** BEGIN Information provided **

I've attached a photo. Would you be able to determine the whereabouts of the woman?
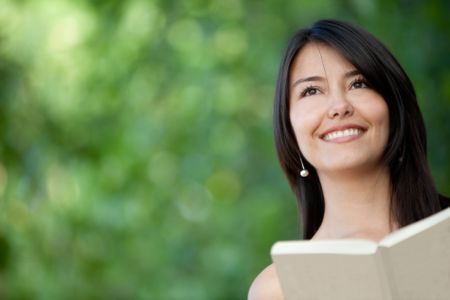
[249,20,449,299]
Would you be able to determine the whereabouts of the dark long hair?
[274,20,448,239]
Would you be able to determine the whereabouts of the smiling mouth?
[322,128,364,141]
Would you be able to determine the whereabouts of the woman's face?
[289,43,389,175]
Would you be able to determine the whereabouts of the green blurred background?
[0,0,450,300]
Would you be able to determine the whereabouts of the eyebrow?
[291,69,361,88]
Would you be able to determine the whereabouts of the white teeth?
[323,128,361,141]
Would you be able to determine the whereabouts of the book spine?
[375,247,397,300]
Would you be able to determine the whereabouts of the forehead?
[290,42,355,82]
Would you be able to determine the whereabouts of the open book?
[271,208,450,300]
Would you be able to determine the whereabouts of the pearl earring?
[300,155,309,178]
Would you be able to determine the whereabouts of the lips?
[320,125,366,141]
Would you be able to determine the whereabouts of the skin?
[248,43,397,300]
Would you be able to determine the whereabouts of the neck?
[312,167,396,241]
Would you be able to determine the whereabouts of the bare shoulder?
[248,264,284,300]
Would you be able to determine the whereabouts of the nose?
[328,95,354,119]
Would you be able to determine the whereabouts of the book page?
[379,210,450,300]
[272,240,390,300]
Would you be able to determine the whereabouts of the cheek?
[289,105,322,148]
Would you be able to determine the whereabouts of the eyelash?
[300,85,319,98]
[300,76,369,98]
[350,76,369,89]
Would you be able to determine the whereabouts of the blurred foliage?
[0,0,450,299]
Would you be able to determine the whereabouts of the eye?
[350,77,369,90]
[301,86,320,97]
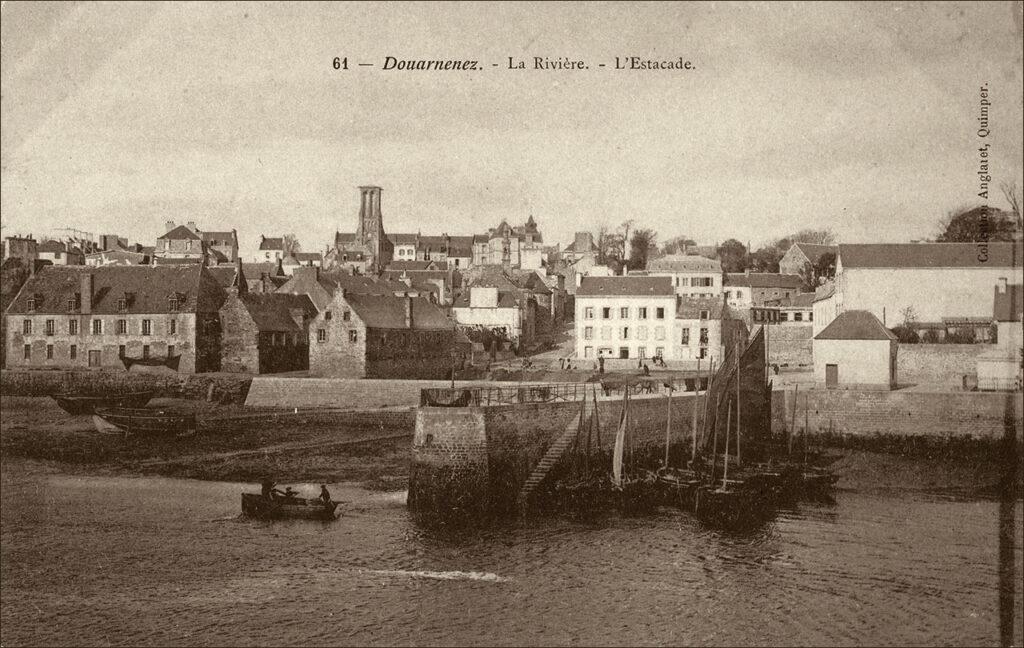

** END Information provided **

## Written instruction
Rewrite the entries above, changing every "whereabouts" to "location" and keeping everything else the same. Leave the pictures out.

## Final result
I've attached a photo. Would you be able to determine the location of the woman?
[249,20,449,299]
Would you be able to determine the location of the dark long hair?
[274,20,448,239]
Would you be able to determine the location of the smiling mouth?
[322,128,364,141]
Would you be able to determine the location of the woman's face?
[289,43,389,175]
Would you be able to determine the location of the green blurred background?
[0,0,450,300]
Would you be able to determine the location of the eyebrow?
[291,69,361,88]
Would you be able to determine the location of the white teeth?
[323,128,361,141]
Would you be able to determine the location of the book spine?
[375,247,397,300]
Would you be able to determine the location of the forehead?
[290,42,355,82]
Would you be able to determine the location of the open book?
[271,208,450,300]
Would you be able to determine the location of the pearl earring?
[300,155,309,178]
Would you be able to determine the location of the lips?
[320,125,366,141]
Would you be able to determine the location of the skin?
[248,43,397,300]
Would you be able to determine the location of the neck?
[312,167,396,241]
Would you be able to determine the location of the bare shoulder?
[248,264,284,300]
Would you be able to determine the location of the nose?
[328,95,354,119]
Would you be able to determine the location of the book page?
[379,210,450,300]
[272,240,390,300]
Would you be able to determine the location of the cheek?
[289,105,322,148]
Would you be able to determine the location of the eyelash?
[300,85,319,98]
[300,76,369,98]
[350,76,369,89]
Would you be able to determine the location of the blurred foliage?
[0,0,450,299]
Would you be able to determine the location of the eye?
[350,77,369,90]
[301,86,320,97]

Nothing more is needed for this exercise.